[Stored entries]
──────────

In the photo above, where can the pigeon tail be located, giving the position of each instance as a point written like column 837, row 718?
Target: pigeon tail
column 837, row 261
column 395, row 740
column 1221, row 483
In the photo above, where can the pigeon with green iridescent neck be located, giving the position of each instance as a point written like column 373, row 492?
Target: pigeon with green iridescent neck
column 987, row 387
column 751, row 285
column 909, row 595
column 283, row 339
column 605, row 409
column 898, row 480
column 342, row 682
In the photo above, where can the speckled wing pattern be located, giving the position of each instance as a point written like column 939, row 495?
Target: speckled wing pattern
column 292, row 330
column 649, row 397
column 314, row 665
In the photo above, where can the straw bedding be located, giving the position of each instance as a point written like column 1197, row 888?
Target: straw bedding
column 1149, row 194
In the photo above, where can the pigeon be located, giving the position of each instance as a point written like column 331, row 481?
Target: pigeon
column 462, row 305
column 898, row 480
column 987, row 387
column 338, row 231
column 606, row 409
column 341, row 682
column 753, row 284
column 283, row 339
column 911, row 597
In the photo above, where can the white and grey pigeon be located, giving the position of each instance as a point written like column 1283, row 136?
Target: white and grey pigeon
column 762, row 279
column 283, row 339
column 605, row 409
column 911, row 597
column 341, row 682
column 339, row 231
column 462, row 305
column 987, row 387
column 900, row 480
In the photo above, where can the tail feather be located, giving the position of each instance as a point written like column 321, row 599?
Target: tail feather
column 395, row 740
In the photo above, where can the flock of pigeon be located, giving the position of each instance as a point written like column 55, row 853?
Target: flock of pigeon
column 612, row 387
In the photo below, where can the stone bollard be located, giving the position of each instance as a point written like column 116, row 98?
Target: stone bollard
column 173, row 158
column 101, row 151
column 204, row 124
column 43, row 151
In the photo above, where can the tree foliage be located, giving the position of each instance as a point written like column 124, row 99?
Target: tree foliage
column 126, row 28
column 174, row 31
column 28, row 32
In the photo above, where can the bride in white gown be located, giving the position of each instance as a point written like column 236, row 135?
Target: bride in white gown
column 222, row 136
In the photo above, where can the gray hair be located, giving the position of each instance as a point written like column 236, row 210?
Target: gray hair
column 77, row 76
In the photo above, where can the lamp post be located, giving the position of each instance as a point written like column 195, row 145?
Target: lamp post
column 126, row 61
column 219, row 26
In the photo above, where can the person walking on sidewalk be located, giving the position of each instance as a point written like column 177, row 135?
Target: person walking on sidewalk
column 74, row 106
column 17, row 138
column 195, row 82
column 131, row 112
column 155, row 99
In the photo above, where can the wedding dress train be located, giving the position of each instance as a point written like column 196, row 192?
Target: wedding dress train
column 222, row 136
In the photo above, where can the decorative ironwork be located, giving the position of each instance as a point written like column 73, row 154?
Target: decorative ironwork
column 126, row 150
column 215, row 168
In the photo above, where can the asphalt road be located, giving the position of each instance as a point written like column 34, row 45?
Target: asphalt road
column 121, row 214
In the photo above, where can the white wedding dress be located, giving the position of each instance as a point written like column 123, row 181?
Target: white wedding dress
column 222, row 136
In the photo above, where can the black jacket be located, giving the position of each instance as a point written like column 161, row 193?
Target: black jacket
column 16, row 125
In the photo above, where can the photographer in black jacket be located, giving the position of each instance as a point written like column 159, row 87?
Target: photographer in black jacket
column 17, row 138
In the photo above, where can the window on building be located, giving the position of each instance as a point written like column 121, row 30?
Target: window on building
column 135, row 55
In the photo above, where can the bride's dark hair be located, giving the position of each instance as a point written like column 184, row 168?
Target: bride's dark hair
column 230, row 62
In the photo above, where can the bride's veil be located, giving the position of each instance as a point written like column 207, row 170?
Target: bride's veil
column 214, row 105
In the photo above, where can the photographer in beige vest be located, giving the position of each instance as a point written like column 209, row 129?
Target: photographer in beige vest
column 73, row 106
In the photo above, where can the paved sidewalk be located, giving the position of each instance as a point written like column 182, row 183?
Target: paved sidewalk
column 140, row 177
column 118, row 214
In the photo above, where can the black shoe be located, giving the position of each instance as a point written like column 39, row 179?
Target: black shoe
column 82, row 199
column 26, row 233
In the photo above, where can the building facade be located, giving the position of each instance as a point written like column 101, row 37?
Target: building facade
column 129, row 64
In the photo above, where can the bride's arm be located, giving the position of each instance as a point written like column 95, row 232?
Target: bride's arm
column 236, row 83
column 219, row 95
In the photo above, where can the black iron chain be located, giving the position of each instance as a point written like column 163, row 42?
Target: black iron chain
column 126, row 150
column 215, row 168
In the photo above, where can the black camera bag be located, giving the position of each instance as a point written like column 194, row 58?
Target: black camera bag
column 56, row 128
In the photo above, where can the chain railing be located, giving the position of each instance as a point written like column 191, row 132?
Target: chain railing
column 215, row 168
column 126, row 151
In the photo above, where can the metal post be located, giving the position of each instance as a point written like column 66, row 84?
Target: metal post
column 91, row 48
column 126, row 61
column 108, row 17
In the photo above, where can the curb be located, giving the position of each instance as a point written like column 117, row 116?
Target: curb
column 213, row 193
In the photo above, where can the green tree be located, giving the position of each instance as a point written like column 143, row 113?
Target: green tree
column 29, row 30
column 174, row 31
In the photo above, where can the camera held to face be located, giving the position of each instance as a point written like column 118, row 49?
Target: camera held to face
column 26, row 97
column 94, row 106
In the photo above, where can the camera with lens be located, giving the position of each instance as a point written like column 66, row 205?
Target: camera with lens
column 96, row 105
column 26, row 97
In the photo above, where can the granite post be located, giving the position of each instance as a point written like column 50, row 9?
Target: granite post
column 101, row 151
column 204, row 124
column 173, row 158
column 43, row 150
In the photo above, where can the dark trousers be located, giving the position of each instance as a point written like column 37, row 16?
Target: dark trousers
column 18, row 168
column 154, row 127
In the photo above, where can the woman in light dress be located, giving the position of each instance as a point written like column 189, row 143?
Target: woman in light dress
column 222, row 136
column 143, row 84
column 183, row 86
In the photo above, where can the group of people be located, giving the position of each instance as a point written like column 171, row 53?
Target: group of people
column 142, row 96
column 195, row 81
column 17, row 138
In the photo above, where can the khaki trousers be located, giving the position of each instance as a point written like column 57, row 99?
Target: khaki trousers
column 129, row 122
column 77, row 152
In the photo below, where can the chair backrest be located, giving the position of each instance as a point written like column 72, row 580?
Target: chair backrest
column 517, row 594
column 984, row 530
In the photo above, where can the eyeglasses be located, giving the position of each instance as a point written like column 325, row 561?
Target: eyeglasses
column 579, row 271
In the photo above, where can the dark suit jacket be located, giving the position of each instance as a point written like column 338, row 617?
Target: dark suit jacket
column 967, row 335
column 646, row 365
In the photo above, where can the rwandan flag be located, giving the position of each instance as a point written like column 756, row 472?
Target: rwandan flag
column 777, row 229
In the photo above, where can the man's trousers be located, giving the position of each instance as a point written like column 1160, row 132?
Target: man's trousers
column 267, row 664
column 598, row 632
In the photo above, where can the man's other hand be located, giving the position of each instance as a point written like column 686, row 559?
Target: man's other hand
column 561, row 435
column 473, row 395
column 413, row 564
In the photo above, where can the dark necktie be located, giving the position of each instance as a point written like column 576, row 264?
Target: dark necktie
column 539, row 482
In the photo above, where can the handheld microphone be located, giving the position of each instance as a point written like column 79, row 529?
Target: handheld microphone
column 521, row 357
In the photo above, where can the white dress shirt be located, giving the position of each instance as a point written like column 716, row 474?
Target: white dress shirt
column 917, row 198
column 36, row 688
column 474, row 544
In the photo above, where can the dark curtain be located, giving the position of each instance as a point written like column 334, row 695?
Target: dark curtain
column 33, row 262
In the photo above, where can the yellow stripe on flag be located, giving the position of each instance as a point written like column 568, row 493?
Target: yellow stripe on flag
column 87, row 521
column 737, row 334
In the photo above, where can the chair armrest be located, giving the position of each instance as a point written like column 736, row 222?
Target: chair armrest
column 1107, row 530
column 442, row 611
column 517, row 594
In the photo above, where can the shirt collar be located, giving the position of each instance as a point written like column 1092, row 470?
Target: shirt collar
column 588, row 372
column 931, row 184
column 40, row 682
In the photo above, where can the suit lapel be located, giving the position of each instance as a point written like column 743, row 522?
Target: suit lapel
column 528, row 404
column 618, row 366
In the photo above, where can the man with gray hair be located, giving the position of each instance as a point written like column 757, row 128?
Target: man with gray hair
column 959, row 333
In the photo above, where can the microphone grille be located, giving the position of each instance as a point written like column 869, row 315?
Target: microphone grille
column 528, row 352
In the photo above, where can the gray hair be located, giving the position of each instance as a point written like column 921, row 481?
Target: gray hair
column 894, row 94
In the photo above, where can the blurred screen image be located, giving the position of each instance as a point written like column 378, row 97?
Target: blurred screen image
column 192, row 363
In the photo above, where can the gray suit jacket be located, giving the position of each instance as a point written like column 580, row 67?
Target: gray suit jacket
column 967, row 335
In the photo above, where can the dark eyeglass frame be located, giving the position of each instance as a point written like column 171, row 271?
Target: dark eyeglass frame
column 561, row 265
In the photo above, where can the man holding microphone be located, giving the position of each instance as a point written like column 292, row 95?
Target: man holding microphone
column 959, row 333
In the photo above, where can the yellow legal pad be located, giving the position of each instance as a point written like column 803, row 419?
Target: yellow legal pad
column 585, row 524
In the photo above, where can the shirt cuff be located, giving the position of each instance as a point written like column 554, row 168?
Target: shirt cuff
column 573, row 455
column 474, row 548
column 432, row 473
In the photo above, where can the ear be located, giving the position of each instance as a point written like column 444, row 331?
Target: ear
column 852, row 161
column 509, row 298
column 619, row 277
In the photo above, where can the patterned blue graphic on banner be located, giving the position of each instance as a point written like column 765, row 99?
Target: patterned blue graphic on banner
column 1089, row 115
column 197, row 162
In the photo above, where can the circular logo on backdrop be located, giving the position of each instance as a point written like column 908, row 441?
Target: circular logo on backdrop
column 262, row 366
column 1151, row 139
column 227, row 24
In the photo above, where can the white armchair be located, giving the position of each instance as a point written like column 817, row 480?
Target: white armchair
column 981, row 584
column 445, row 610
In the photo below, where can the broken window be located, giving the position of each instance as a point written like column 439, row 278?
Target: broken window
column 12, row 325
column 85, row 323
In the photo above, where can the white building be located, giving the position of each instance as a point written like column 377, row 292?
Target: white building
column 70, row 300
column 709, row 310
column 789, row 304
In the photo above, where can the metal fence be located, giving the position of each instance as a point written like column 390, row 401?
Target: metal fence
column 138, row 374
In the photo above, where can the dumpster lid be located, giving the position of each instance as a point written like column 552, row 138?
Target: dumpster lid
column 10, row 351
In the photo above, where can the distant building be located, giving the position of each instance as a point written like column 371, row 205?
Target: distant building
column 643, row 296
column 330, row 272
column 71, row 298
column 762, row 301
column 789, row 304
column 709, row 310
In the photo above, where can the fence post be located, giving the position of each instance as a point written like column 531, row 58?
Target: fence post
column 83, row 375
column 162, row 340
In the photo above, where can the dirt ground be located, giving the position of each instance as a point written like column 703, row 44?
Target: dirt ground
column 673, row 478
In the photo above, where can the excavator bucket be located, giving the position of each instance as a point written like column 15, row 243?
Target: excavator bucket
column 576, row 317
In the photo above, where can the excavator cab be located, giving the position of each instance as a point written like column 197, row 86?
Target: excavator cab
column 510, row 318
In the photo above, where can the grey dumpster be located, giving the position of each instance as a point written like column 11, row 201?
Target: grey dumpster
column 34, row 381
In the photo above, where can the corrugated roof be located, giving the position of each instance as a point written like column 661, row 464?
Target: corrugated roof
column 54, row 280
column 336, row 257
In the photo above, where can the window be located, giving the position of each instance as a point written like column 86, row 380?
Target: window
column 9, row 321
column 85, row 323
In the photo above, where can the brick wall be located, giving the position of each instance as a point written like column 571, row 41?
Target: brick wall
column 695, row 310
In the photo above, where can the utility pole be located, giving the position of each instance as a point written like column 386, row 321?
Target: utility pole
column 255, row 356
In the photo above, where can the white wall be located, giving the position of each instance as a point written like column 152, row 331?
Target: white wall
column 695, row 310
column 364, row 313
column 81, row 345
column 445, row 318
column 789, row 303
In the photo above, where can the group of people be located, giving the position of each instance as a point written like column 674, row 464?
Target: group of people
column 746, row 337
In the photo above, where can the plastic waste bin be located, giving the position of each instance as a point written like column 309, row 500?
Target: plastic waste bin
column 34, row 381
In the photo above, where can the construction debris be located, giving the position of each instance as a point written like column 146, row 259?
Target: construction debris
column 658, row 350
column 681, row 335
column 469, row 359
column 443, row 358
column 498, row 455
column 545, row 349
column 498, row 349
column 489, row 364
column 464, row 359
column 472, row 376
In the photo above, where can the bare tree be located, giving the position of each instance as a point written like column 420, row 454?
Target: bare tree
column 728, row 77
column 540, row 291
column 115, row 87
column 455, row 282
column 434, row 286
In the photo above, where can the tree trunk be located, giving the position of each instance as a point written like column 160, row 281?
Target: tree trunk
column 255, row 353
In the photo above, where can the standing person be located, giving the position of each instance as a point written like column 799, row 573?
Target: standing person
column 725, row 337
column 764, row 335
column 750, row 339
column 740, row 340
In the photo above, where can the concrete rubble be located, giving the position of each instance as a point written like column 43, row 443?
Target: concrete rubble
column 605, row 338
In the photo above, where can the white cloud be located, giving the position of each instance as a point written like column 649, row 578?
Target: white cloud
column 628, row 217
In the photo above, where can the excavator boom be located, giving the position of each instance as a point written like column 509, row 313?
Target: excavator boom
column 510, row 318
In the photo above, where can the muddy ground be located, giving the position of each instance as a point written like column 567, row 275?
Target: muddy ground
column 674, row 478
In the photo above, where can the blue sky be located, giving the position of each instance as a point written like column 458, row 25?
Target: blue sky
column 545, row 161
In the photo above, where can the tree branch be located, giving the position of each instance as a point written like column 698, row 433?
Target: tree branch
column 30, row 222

──────────

Try it: Please report every line among the entries that includes "below".

Answer section:
In the photo below, where can the stone bollard be located, giving the position of each instance as a point written like column 116, row 98?
In the photo below, where can the chair backrest be located, giving the position of each instance as a point written like column 72, row 580?
In the photo below, where can the broken window be located, giving the position of each instance as a point written like column 439, row 278?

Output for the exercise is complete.